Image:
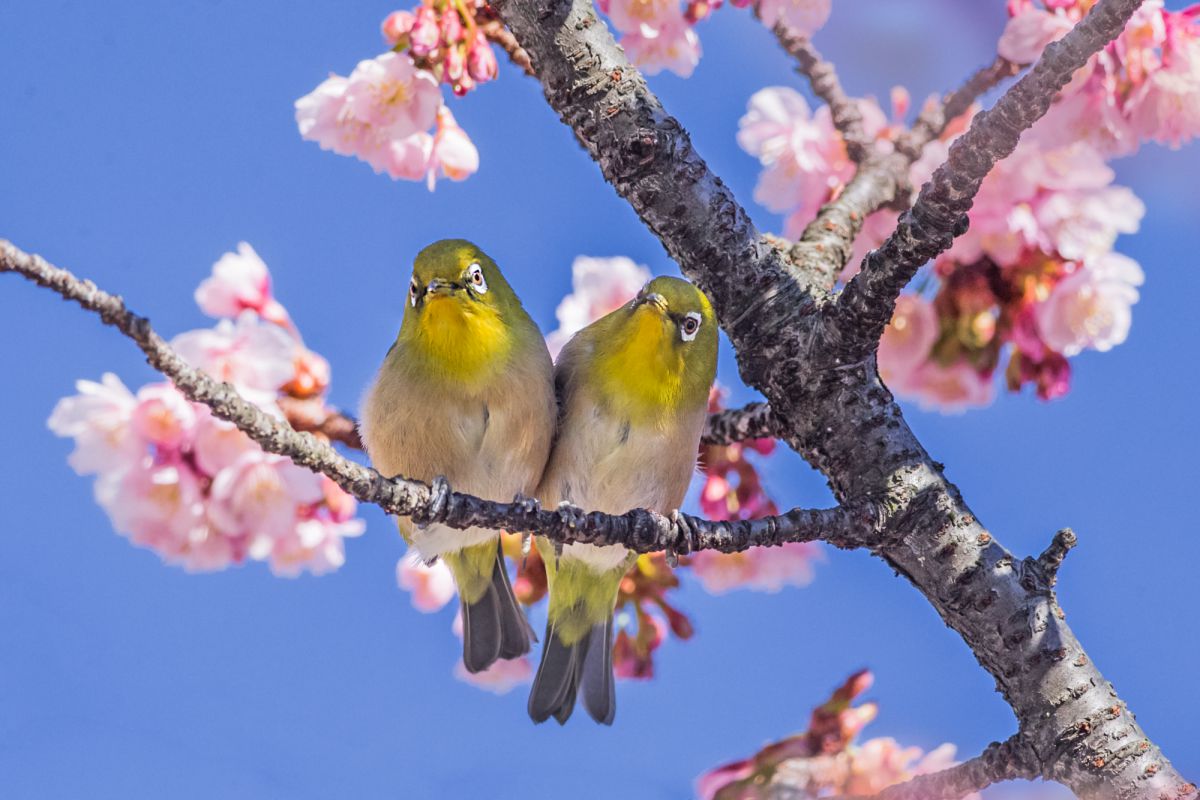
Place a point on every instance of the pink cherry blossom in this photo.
(257, 358)
(257, 498)
(598, 287)
(481, 59)
(951, 390)
(803, 17)
(240, 281)
(217, 444)
(1092, 306)
(430, 585)
(629, 16)
(501, 678)
(672, 44)
(759, 569)
(907, 341)
(395, 25)
(99, 419)
(393, 96)
(453, 154)
(1167, 107)
(156, 505)
(316, 545)
(163, 416)
(1029, 32)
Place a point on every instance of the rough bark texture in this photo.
(814, 361)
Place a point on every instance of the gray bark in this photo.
(813, 358)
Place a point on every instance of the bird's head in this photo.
(659, 350)
(460, 313)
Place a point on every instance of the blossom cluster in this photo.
(1035, 281)
(659, 34)
(384, 110)
(826, 759)
(192, 487)
(1144, 85)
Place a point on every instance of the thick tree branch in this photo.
(831, 405)
(940, 212)
(933, 120)
(826, 84)
(639, 529)
(751, 421)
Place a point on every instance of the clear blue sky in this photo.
(143, 139)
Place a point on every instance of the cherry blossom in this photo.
(803, 17)
(451, 151)
(598, 287)
(826, 759)
(240, 282)
(907, 341)
(253, 355)
(99, 419)
(431, 585)
(1091, 307)
(671, 46)
(759, 569)
(192, 487)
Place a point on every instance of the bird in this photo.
(466, 394)
(633, 391)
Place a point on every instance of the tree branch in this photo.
(940, 212)
(933, 120)
(826, 84)
(829, 403)
(999, 762)
(639, 529)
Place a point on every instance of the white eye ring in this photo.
(690, 325)
(478, 282)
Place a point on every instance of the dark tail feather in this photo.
(493, 626)
(516, 633)
(599, 692)
(565, 668)
(557, 679)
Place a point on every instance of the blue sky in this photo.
(141, 140)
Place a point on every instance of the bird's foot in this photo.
(439, 495)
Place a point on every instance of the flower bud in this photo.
(481, 60)
(424, 34)
(396, 25)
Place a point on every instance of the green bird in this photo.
(633, 392)
(466, 392)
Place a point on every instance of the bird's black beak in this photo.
(655, 300)
(437, 286)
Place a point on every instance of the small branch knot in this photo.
(1053, 557)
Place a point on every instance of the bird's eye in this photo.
(689, 326)
(475, 275)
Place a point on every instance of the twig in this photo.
(826, 84)
(939, 215)
(999, 762)
(639, 529)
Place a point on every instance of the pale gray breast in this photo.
(492, 444)
(605, 463)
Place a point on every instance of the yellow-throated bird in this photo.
(466, 392)
(633, 392)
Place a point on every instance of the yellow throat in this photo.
(641, 374)
(467, 344)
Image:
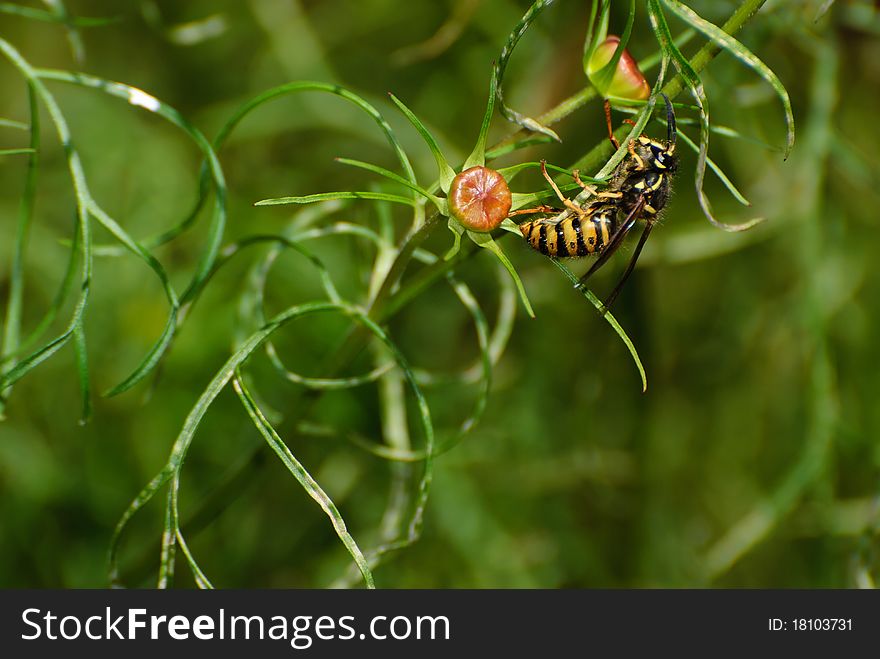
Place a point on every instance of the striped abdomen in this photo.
(571, 236)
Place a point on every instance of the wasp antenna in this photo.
(670, 121)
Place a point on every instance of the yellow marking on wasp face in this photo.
(534, 235)
(603, 223)
(588, 229)
(551, 239)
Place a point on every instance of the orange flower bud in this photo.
(479, 198)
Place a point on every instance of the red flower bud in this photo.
(479, 198)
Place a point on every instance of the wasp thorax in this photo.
(479, 198)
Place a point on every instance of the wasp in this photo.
(638, 190)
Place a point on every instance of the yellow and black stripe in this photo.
(572, 236)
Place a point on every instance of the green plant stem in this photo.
(12, 329)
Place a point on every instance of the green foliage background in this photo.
(752, 460)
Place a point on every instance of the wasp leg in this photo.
(632, 264)
(589, 188)
(536, 209)
(614, 142)
(568, 203)
(613, 244)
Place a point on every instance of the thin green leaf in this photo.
(11, 123)
(168, 544)
(305, 479)
(139, 98)
(10, 341)
(695, 85)
(602, 78)
(501, 66)
(738, 50)
(478, 155)
(229, 370)
(457, 232)
(596, 34)
(718, 171)
(522, 200)
(74, 38)
(81, 195)
(445, 172)
(587, 293)
(82, 368)
(49, 17)
(485, 241)
(509, 173)
(324, 196)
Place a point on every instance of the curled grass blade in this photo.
(229, 370)
(602, 77)
(596, 32)
(11, 123)
(324, 196)
(11, 339)
(381, 171)
(485, 241)
(743, 54)
(501, 66)
(446, 173)
(82, 198)
(717, 170)
(169, 544)
(309, 484)
(695, 85)
(587, 293)
(509, 173)
(139, 98)
(522, 200)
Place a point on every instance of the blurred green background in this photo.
(751, 461)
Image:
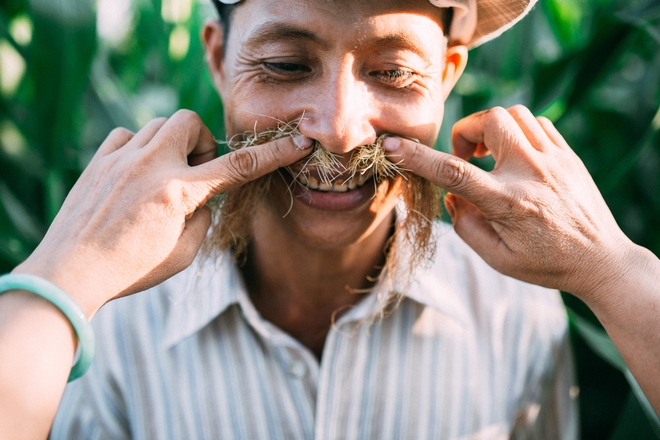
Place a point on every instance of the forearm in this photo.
(37, 346)
(629, 309)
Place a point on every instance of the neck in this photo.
(303, 288)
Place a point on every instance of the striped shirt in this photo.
(467, 354)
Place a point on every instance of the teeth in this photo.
(339, 186)
(325, 186)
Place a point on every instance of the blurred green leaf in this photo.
(601, 343)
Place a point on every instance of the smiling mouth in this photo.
(337, 185)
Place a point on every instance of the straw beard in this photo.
(412, 241)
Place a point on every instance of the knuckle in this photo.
(519, 110)
(120, 132)
(243, 164)
(456, 173)
(171, 193)
(188, 117)
(496, 114)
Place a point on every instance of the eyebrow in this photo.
(399, 40)
(274, 30)
(267, 32)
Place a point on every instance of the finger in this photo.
(474, 228)
(194, 233)
(552, 133)
(445, 170)
(186, 134)
(496, 129)
(115, 140)
(530, 127)
(146, 134)
(241, 166)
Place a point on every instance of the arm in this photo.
(539, 217)
(136, 216)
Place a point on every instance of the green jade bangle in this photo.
(67, 306)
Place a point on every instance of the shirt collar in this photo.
(209, 288)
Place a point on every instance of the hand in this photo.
(137, 216)
(538, 215)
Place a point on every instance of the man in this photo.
(303, 340)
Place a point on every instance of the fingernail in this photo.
(449, 204)
(391, 144)
(302, 142)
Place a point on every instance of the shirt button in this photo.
(297, 369)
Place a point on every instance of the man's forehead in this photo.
(387, 24)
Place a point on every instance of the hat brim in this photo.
(496, 16)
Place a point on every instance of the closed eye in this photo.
(396, 77)
(287, 69)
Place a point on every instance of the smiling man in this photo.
(314, 323)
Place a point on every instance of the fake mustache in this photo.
(365, 160)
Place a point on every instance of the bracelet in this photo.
(67, 306)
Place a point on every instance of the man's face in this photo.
(349, 71)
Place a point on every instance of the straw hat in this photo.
(477, 21)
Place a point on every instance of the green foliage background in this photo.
(591, 66)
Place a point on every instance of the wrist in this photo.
(630, 275)
(71, 282)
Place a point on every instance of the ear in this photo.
(455, 62)
(214, 47)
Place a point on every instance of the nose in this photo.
(341, 114)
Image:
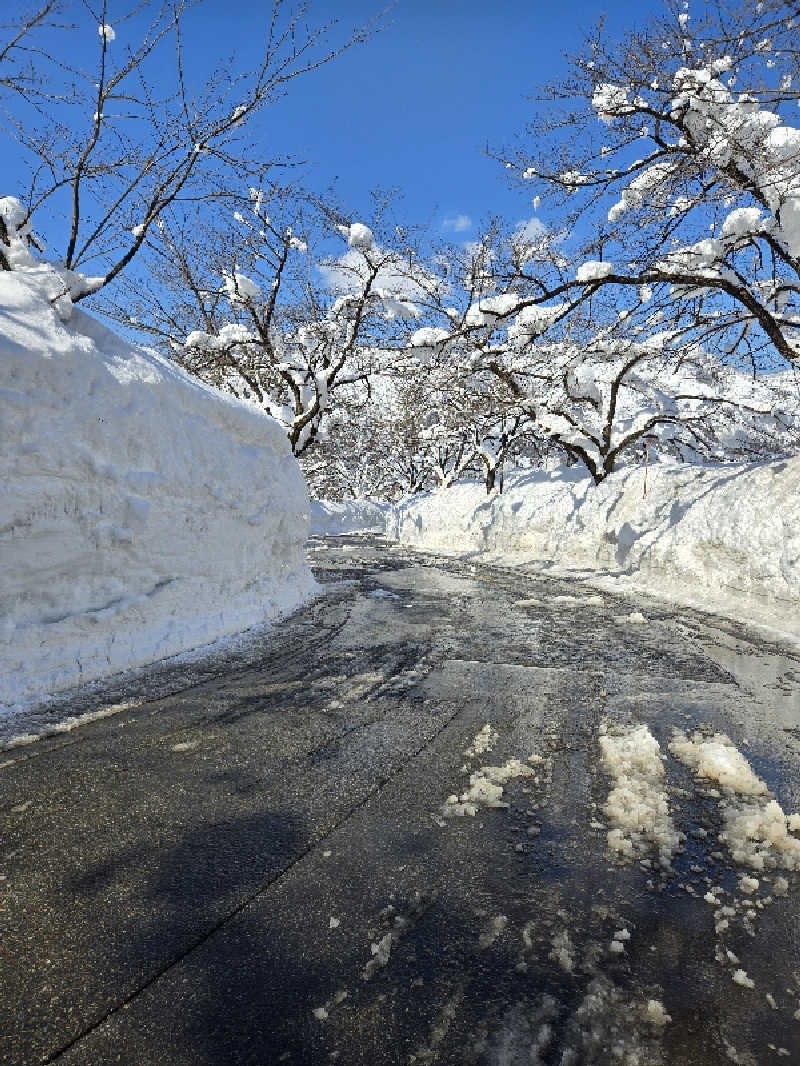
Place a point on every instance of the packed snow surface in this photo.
(144, 514)
(725, 536)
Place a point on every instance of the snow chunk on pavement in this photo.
(485, 789)
(637, 805)
(756, 830)
(484, 741)
(719, 760)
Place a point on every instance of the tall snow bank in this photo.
(723, 536)
(143, 513)
(334, 517)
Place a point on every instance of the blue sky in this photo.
(415, 107)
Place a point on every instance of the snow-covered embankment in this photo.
(143, 513)
(724, 537)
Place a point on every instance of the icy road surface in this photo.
(448, 813)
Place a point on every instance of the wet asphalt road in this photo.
(251, 863)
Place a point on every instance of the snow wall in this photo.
(335, 517)
(143, 514)
(723, 537)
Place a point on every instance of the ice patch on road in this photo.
(637, 805)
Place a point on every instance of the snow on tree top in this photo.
(592, 270)
(358, 236)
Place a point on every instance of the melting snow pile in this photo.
(755, 830)
(144, 514)
(637, 805)
(730, 533)
(486, 786)
(334, 517)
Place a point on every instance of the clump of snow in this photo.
(756, 830)
(637, 805)
(492, 931)
(428, 337)
(719, 760)
(593, 271)
(144, 513)
(610, 101)
(723, 536)
(655, 1014)
(563, 951)
(358, 236)
(484, 741)
(241, 290)
(485, 789)
(336, 517)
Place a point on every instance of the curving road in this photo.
(380, 835)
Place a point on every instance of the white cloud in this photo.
(459, 223)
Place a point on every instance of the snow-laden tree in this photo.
(593, 381)
(286, 305)
(113, 131)
(672, 158)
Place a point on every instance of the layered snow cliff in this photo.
(143, 514)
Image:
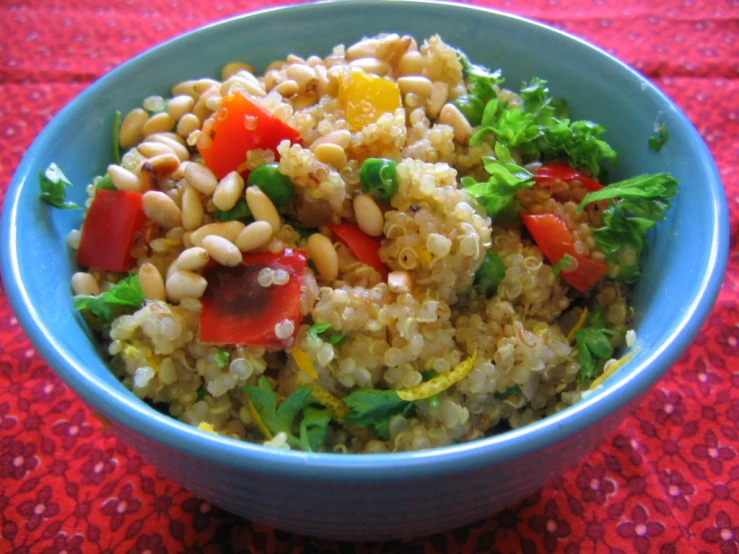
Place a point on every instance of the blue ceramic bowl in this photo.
(393, 495)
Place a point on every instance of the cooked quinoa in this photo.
(449, 359)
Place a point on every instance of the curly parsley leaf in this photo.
(656, 143)
(506, 179)
(222, 357)
(374, 408)
(594, 346)
(311, 431)
(635, 205)
(54, 188)
(124, 295)
(317, 329)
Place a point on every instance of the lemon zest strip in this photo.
(439, 383)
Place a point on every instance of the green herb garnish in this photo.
(126, 294)
(222, 357)
(54, 188)
(506, 179)
(374, 408)
(332, 338)
(656, 143)
(309, 433)
(594, 346)
(116, 137)
(635, 205)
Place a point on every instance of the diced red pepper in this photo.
(238, 310)
(364, 247)
(550, 174)
(241, 125)
(555, 240)
(113, 223)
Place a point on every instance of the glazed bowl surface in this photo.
(374, 497)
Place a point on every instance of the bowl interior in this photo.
(681, 275)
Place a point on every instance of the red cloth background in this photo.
(666, 481)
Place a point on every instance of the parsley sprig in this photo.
(54, 188)
(635, 206)
(122, 297)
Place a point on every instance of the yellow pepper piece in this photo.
(205, 426)
(257, 419)
(304, 363)
(367, 97)
(439, 383)
(579, 325)
(612, 369)
(335, 405)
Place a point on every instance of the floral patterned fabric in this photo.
(666, 481)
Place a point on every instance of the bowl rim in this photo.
(128, 411)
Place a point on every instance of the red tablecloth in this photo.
(666, 481)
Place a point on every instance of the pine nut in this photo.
(161, 209)
(178, 106)
(253, 236)
(222, 250)
(226, 229)
(439, 96)
(151, 149)
(200, 177)
(164, 164)
(130, 132)
(399, 282)
(228, 191)
(147, 176)
(185, 284)
(124, 179)
(365, 48)
(331, 154)
(262, 207)
(232, 68)
(410, 64)
(152, 284)
(369, 215)
(187, 125)
(192, 259)
(185, 88)
(192, 208)
(201, 85)
(321, 250)
(302, 74)
(450, 115)
(372, 65)
(420, 86)
(287, 88)
(158, 123)
(84, 283)
(341, 137)
(177, 147)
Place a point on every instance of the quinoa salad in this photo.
(386, 249)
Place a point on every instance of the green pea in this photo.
(491, 273)
(379, 178)
(471, 107)
(278, 187)
(240, 212)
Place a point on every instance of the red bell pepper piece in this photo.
(364, 247)
(233, 135)
(550, 174)
(238, 310)
(555, 240)
(113, 223)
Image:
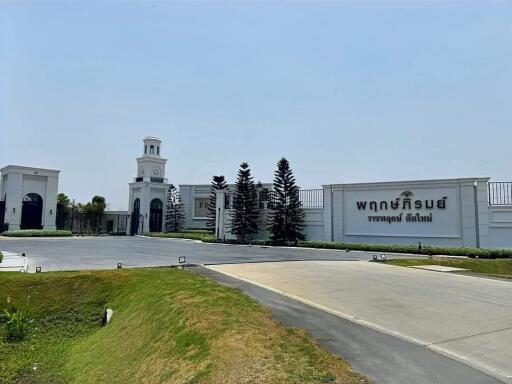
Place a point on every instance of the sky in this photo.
(346, 91)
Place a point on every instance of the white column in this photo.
(219, 214)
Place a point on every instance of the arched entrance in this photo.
(134, 226)
(155, 215)
(32, 211)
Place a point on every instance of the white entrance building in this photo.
(148, 191)
(28, 197)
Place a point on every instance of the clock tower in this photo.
(148, 190)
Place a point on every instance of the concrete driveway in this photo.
(64, 254)
(466, 318)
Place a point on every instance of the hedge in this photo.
(37, 233)
(483, 253)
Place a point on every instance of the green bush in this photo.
(37, 233)
(16, 325)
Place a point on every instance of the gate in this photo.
(2, 216)
(155, 215)
(136, 224)
(32, 211)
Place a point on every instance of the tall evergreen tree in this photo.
(286, 218)
(218, 182)
(245, 211)
(174, 214)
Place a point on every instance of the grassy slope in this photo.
(169, 326)
(497, 267)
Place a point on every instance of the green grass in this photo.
(495, 267)
(37, 233)
(191, 234)
(168, 326)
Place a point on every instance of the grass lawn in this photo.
(169, 326)
(492, 267)
(192, 234)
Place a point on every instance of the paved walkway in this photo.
(466, 318)
(66, 254)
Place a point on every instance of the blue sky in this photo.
(347, 91)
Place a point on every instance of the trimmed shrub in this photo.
(37, 233)
(482, 253)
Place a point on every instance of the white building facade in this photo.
(28, 197)
(147, 193)
(450, 212)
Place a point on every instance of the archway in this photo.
(155, 215)
(32, 211)
(134, 227)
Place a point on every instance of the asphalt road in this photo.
(65, 254)
(464, 317)
(383, 358)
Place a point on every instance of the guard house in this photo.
(148, 191)
(28, 198)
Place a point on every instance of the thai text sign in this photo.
(430, 212)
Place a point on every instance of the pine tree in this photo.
(218, 182)
(286, 218)
(245, 205)
(174, 215)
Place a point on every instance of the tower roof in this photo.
(152, 138)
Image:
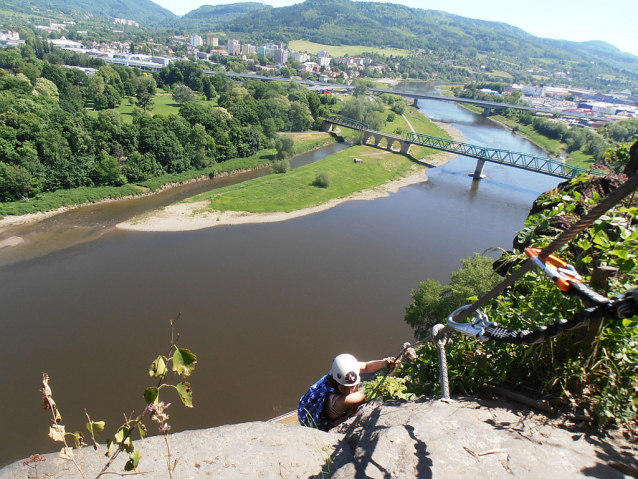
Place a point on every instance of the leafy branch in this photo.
(181, 362)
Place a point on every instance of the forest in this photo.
(48, 141)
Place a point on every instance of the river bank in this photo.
(194, 216)
(10, 221)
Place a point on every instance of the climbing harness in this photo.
(567, 280)
(596, 212)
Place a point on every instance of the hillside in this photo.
(337, 22)
(144, 12)
(208, 16)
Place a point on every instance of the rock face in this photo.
(424, 439)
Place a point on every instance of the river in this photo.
(265, 307)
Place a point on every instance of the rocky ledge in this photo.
(464, 438)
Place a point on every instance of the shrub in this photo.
(280, 166)
(323, 180)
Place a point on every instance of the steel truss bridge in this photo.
(524, 161)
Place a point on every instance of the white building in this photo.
(65, 44)
(281, 56)
(248, 49)
(301, 57)
(533, 90)
(196, 41)
(234, 47)
(323, 58)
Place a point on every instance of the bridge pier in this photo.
(478, 172)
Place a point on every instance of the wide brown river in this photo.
(265, 307)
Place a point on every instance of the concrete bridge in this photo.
(525, 161)
(370, 137)
(488, 106)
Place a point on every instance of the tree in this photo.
(285, 147)
(433, 302)
(300, 117)
(183, 94)
(361, 87)
(107, 170)
(145, 100)
(208, 89)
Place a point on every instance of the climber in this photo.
(336, 396)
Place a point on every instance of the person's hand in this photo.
(390, 363)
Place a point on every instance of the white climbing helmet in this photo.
(345, 370)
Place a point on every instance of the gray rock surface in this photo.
(423, 439)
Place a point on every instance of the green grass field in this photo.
(163, 105)
(580, 159)
(296, 189)
(340, 51)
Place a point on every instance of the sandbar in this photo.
(189, 216)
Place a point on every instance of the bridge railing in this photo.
(349, 122)
(512, 158)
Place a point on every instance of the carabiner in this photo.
(562, 273)
(474, 328)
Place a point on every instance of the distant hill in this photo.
(338, 22)
(208, 16)
(144, 12)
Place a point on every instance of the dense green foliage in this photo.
(591, 371)
(48, 142)
(442, 35)
(209, 16)
(142, 11)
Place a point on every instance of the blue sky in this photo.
(613, 21)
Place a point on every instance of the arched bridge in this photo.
(525, 161)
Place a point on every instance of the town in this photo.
(273, 59)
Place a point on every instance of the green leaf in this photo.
(151, 395)
(77, 439)
(621, 253)
(95, 427)
(185, 393)
(134, 460)
(109, 447)
(141, 429)
(184, 362)
(121, 434)
(158, 368)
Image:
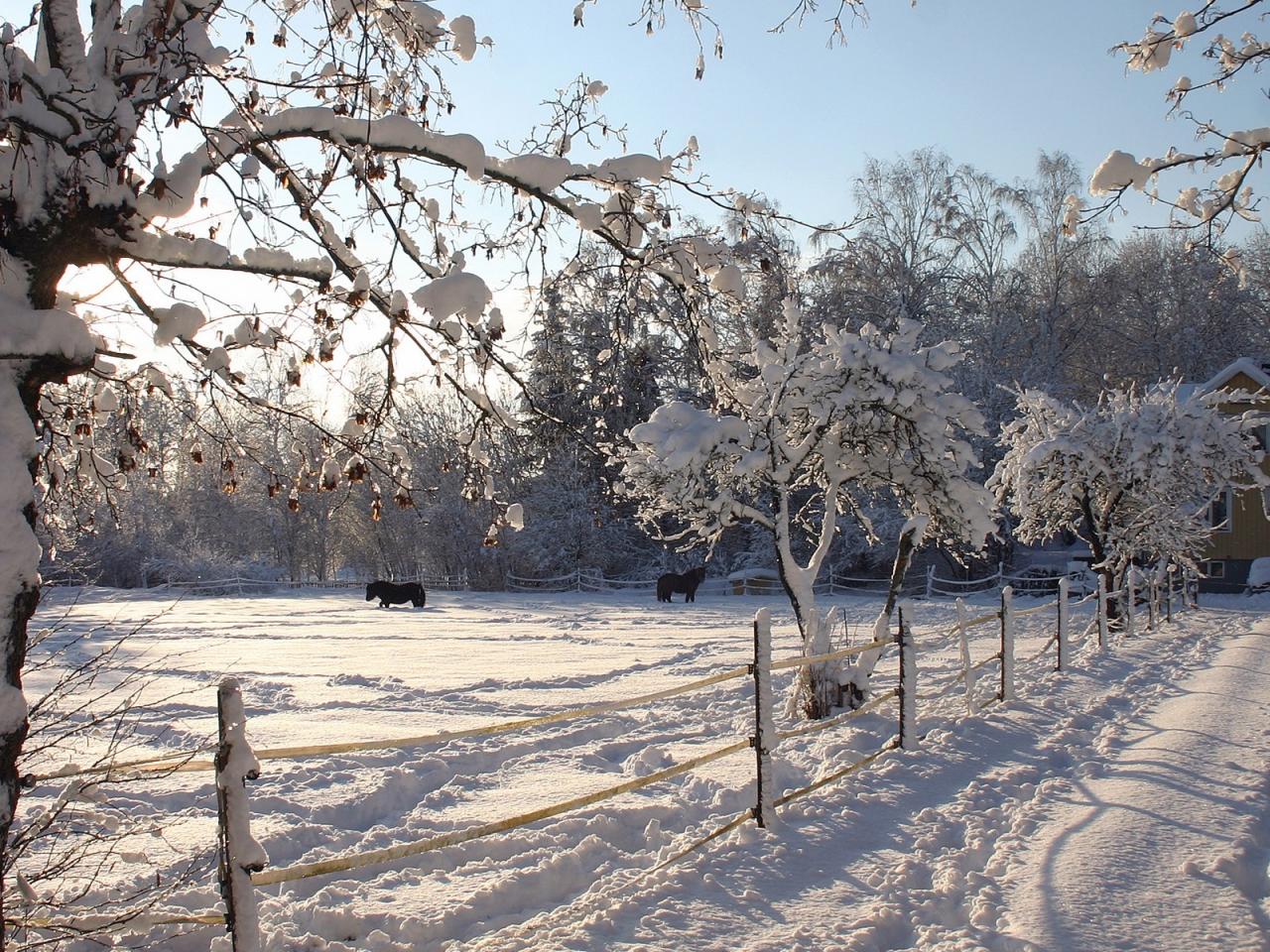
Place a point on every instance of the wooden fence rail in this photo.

__________

• [Set task] Could you repeat, exactly and with nothing else, the lines from the one containing "Place a point on every instance of the dense" through the last line of the records above, leaving out the pictures?

• [Full output]
Place a point on every instance of the dense green foliage in this photo.
(591, 371)
(48, 142)
(442, 35)
(209, 16)
(142, 11)
Place a point on every instance of the blue sky in this photo.
(613, 21)
Place a point on every instance of the arched bridge in this photo.
(525, 161)
Place a point on every instance of the town in this photo.
(273, 59)
Place a point on every instance of the green leaf in this photo.
(151, 395)
(77, 439)
(621, 253)
(95, 427)
(185, 393)
(134, 460)
(109, 447)
(141, 429)
(184, 362)
(121, 434)
(158, 368)
Image:
Place a point on every instance of the wooden fence rail in this photo.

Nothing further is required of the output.